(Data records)
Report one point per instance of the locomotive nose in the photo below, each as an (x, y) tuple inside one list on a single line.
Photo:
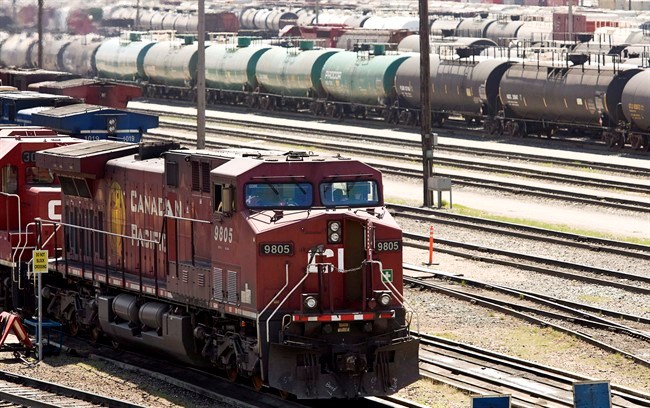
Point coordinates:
[(351, 363)]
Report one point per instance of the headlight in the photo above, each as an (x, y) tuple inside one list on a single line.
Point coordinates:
[(310, 302), (334, 232), (384, 299), (112, 125)]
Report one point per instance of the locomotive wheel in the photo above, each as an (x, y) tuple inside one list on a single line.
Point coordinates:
[(257, 382), (232, 373), (95, 334), (73, 326)]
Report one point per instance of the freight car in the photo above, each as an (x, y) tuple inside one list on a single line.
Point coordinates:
[(367, 82), (71, 117), (298, 286)]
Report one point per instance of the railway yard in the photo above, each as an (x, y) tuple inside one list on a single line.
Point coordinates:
[(550, 269), (529, 274)]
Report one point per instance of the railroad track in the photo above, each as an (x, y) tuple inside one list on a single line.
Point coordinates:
[(481, 371), (30, 392), (595, 244), (544, 311), (408, 136), (569, 270), (415, 171)]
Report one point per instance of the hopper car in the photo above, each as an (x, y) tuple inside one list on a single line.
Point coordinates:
[(297, 287), (512, 97)]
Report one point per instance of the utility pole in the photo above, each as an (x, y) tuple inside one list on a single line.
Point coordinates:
[(40, 33), (136, 23), (425, 101), (200, 80)]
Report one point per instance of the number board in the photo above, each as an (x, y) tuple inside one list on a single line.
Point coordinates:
[(387, 275), (388, 246), (28, 156), (285, 248)]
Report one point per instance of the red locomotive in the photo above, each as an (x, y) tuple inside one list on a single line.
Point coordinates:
[(27, 192), (282, 268)]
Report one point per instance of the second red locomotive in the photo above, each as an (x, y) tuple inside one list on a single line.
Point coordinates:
[(282, 268)]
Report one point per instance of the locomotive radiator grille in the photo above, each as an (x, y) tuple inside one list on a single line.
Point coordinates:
[(232, 287), (217, 288)]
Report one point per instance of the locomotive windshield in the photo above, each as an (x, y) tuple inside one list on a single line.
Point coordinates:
[(278, 195), (349, 193)]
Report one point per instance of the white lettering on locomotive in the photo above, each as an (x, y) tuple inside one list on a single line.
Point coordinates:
[(312, 266), (52, 212), (159, 206), (223, 234), (145, 236)]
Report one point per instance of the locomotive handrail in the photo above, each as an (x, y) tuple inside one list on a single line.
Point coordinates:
[(20, 233), (285, 299), (398, 296), (286, 283)]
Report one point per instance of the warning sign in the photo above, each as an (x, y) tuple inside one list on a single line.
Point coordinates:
[(40, 261)]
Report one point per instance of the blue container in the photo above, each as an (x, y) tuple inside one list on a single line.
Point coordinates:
[(94, 122)]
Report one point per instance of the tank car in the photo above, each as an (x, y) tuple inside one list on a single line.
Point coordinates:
[(122, 58), (472, 27), (27, 192), (230, 71), (170, 69), (53, 47), (540, 99), (359, 82), (291, 76), (635, 102), (468, 88), (282, 268), (79, 56), (16, 51), (503, 32)]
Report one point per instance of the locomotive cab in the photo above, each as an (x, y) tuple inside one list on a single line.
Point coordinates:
[(317, 260), (299, 289), (27, 192)]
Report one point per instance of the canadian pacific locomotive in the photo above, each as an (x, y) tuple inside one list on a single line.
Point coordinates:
[(282, 268)]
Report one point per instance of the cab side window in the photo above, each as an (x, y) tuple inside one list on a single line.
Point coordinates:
[(9, 180), (38, 175), (223, 199)]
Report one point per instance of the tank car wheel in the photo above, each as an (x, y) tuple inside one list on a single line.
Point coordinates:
[(490, 127), (404, 117), (285, 395), (231, 373)]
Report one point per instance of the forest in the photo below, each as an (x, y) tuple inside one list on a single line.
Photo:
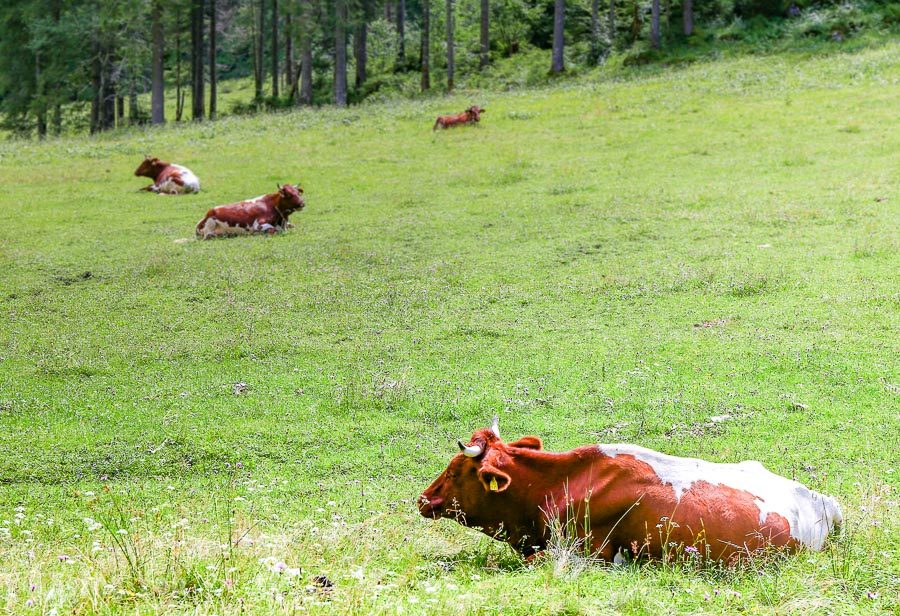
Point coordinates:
[(69, 66)]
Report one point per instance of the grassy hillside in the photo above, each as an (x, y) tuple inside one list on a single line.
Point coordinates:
[(205, 427)]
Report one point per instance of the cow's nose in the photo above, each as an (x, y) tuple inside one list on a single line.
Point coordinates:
[(428, 506)]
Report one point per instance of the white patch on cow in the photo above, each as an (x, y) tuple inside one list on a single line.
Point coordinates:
[(191, 181), (811, 515)]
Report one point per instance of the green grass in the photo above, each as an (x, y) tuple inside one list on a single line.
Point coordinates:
[(599, 262)]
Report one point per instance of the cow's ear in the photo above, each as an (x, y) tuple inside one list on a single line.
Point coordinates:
[(493, 479), (528, 442)]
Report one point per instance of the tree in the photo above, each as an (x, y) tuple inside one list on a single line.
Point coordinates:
[(276, 75), (340, 53), (213, 92), (157, 78), (450, 60), (258, 10), (289, 65), (485, 34), (688, 13), (401, 34), (306, 15), (557, 64), (197, 81), (654, 24), (426, 44)]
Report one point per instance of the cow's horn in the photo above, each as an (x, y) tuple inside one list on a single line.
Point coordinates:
[(472, 451)]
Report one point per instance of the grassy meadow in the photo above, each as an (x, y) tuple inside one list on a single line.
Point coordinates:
[(242, 426)]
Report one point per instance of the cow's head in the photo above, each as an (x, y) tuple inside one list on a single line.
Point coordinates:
[(473, 488), (290, 199), (150, 167)]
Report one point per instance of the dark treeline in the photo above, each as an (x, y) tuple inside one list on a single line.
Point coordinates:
[(85, 64)]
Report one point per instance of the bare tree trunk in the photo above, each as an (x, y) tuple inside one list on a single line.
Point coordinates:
[(157, 85), (485, 34), (360, 53), (213, 77), (305, 97), (426, 45), (450, 57), (258, 68), (688, 11), (41, 100), (559, 15), (197, 81), (290, 67), (340, 54), (134, 111), (401, 34), (612, 23), (276, 75), (179, 95)]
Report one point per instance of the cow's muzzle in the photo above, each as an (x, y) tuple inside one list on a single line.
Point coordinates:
[(430, 507)]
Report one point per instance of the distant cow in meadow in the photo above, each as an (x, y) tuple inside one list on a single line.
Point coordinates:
[(168, 179), (469, 116), (265, 214), (625, 501)]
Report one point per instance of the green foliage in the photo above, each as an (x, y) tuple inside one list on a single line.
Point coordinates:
[(617, 257)]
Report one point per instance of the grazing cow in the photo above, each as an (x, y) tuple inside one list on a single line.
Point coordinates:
[(168, 179), (469, 116), (625, 500), (265, 214)]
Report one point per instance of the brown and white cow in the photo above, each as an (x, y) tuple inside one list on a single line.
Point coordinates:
[(469, 116), (264, 214), (634, 501), (168, 179)]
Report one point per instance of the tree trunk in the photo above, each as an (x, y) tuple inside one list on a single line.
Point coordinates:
[(688, 11), (340, 54), (197, 81), (450, 58), (213, 77), (290, 67), (426, 45), (305, 97), (157, 86), (179, 95), (276, 75), (559, 15), (401, 34), (612, 23), (41, 99), (485, 34), (134, 111), (258, 68), (360, 53)]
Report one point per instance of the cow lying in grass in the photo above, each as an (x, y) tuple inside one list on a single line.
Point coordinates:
[(625, 501), (168, 179), (469, 116), (265, 214)]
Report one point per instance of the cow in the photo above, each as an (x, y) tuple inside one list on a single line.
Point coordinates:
[(168, 179), (625, 501), (264, 214), (469, 116)]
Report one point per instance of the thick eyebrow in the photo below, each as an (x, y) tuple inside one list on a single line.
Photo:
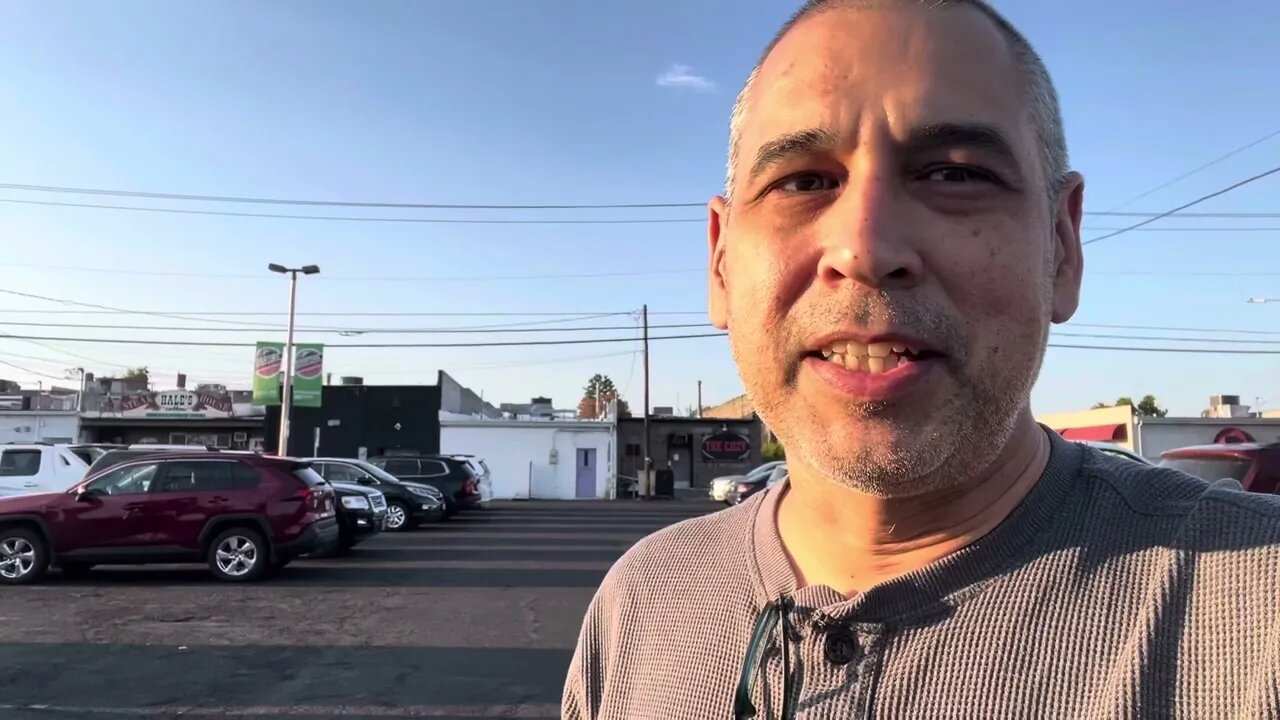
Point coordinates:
[(799, 142), (952, 136)]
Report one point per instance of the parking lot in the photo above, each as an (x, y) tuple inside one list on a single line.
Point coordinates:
[(471, 618)]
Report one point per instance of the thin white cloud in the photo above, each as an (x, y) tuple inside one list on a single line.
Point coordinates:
[(682, 76)]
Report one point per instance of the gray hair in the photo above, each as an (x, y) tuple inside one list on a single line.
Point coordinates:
[(1041, 96)]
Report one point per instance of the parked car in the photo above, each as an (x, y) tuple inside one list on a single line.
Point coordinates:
[(484, 478), (241, 514), (753, 484), (361, 515), (1116, 451), (37, 468), (449, 475), (723, 486), (408, 505), (91, 451), (1256, 466)]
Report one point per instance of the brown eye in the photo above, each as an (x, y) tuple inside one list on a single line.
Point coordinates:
[(807, 182), (956, 174)]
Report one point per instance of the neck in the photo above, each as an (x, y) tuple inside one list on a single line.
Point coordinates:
[(850, 541)]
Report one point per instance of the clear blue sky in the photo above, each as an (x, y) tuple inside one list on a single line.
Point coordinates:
[(542, 101)]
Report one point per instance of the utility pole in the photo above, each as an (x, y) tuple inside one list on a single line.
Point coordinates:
[(287, 390), (287, 367), (648, 458)]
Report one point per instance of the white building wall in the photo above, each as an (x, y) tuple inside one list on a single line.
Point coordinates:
[(520, 456), (1157, 434), (39, 425)]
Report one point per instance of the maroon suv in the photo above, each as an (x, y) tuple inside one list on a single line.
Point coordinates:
[(1256, 466), (242, 514)]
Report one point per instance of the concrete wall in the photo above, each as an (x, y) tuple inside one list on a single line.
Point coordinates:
[(686, 463), (457, 400), (1150, 437), (1157, 434), (519, 455), (37, 425), (1120, 415)]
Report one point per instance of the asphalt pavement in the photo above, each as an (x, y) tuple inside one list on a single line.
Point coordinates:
[(472, 618)]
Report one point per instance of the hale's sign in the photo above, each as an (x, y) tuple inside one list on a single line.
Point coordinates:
[(726, 447), (176, 404), (307, 373)]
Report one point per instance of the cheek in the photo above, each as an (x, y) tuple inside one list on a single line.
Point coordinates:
[(996, 282)]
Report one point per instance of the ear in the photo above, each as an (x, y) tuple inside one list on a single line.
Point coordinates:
[(1068, 251), (717, 302)]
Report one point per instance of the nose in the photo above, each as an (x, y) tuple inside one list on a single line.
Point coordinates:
[(868, 235)]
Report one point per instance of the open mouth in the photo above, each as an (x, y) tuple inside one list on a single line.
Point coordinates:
[(873, 358)]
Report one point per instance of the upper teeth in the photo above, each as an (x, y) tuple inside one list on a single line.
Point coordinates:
[(860, 350), (873, 358)]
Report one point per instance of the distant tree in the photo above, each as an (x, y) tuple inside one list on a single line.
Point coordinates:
[(137, 373), (597, 396), (1147, 408)]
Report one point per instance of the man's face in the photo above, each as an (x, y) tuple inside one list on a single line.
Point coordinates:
[(891, 260)]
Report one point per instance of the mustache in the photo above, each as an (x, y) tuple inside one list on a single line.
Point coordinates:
[(883, 311)]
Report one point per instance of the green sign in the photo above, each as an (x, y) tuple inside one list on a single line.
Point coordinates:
[(307, 373), (268, 361)]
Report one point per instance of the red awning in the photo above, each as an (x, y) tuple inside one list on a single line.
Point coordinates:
[(1097, 433)]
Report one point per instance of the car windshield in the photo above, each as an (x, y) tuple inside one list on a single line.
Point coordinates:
[(376, 472), (1210, 468)]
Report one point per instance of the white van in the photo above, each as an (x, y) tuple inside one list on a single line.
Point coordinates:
[(27, 469)]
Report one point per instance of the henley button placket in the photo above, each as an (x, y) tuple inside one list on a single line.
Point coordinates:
[(840, 646)]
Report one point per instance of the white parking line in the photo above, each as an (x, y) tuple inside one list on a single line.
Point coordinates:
[(538, 710)]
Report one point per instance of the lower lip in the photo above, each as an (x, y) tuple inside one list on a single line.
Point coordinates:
[(872, 387)]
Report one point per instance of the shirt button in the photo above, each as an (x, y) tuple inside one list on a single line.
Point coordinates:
[(840, 647)]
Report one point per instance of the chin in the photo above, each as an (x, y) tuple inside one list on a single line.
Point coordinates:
[(880, 455)]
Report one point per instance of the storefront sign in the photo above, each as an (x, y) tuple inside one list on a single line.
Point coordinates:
[(179, 404), (307, 373), (726, 447), (268, 361)]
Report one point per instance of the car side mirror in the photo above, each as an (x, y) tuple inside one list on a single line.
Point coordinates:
[(87, 495)]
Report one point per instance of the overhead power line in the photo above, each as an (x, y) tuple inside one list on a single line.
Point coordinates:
[(355, 314), (387, 205), (508, 220), (600, 341), (1192, 204), (369, 345), (28, 370), (1205, 167), (268, 277), (356, 219), (351, 331)]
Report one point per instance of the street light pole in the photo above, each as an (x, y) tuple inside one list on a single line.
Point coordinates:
[(287, 365)]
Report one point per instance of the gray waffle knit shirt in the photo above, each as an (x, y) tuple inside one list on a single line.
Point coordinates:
[(1112, 591)]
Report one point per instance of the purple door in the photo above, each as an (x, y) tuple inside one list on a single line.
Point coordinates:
[(585, 473)]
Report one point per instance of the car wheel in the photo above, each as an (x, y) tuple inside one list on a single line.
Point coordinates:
[(397, 516), (238, 555), (76, 569), (23, 556)]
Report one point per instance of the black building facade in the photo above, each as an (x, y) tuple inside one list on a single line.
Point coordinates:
[(695, 450), (361, 422)]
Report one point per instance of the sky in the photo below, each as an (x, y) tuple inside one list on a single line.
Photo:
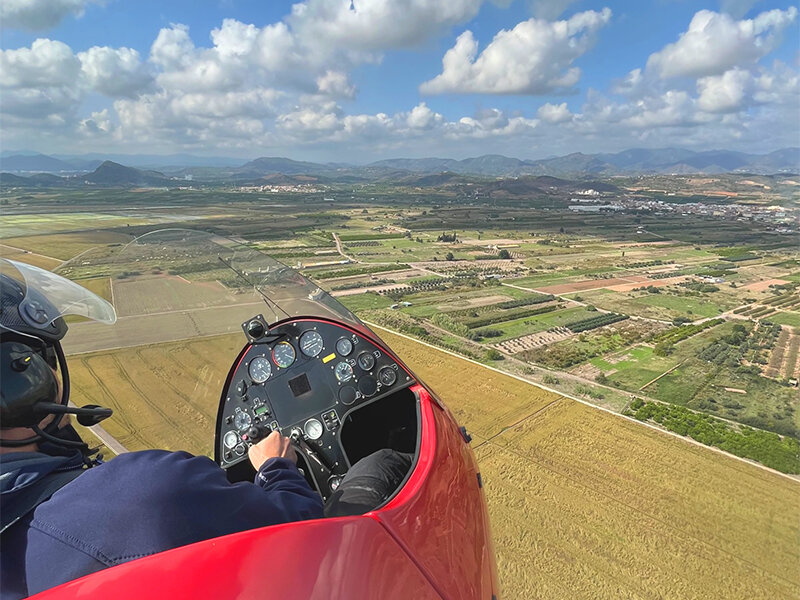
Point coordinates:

Task objective: Produce an exact copy of the lines from the line containing "Report one point per instance of the lower" through the last line of the records, with no pictures and no other text.

Complete answer:
Report one point per instance of the lower lip in the photo above, each as an (x, y) tuple inside one list on a single line.
Point coordinates:
[(872, 387)]
Report one point per instance of the shirt button in the photo above, each as an (x, y) tuple inside one list on a single line.
Point coordinates:
[(840, 647)]
Report one point per instance of the chin in the photo above, each as an (x, y) tuple inside one list on a single line.
Point coordinates:
[(880, 455)]
Report one point per instance of the storefront sign in the photo above, each as an (x, y) tuple inside one list on a single line.
Point coordinates:
[(179, 404), (307, 373), (726, 447), (268, 361)]
Report one point per instance of the car side mirror in the photo above, each as an (x, y) tuple inside one list on a single line.
Point coordinates:
[(87, 495)]
Report one point per instance of the overhead power line in the photo above, each as an (x, y) tuple inside one list on a single line.
Point coordinates:
[(355, 314), (387, 205), (508, 220), (600, 341), (1192, 204), (369, 345), (28, 370), (1205, 167), (268, 277), (356, 219), (351, 331)]
Report one point per instance of the street light pole in the photo above, each as an (x, y) tuple inside one list on a single line.
Point coordinates:
[(287, 365)]
Report one point per instance of the gray waffle knit shirt in the photo above, each as an (x, y) tuple inside one list on a single line.
Point coordinates:
[(1112, 591)]
Report one point per instance of the purple door in the photo above, each as an (x, y) tuple inside one list on a single line.
Point coordinates:
[(585, 473)]
Report one point per instance of the car wheel in the photo above, each as an (x, y) tuple inside one list on a single line.
Point coordinates:
[(397, 516), (238, 555), (76, 569), (23, 556)]
Report one point per instance of the black building facade in the photo above, each as an (x, y) tuple inside one list on a single line.
Point coordinates:
[(695, 450), (361, 422)]
Report one point per instance of the sky in the photo below, each as an (x, y) tuple inside one list on a single line.
Photo:
Point coordinates:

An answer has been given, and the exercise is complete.